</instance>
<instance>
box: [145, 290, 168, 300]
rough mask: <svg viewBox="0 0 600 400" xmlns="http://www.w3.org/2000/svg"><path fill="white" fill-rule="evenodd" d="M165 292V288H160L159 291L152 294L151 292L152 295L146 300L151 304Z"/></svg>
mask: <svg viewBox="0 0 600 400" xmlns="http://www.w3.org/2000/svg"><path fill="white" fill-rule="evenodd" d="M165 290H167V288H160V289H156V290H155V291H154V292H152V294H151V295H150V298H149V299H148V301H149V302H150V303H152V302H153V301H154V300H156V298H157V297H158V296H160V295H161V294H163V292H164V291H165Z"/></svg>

- ACTION ITEM:
Copy the data exactly. Leave nothing out.

- THE ANSWER:
</instance>
<instance>
box: [145, 290, 168, 300]
rough mask: <svg viewBox="0 0 600 400" xmlns="http://www.w3.org/2000/svg"><path fill="white" fill-rule="evenodd" d="M165 292V288H160L159 291L152 294L151 292L152 295L146 300L151 304Z"/></svg>
mask: <svg viewBox="0 0 600 400" xmlns="http://www.w3.org/2000/svg"><path fill="white" fill-rule="evenodd" d="M165 290H167V288H160V289H156V290H155V291H154V292H152V294H151V295H150V298H149V299H148V301H149V302H150V303H152V302H153V301H154V300H156V298H157V297H158V296H160V295H161V294H163V292H164V291H165Z"/></svg>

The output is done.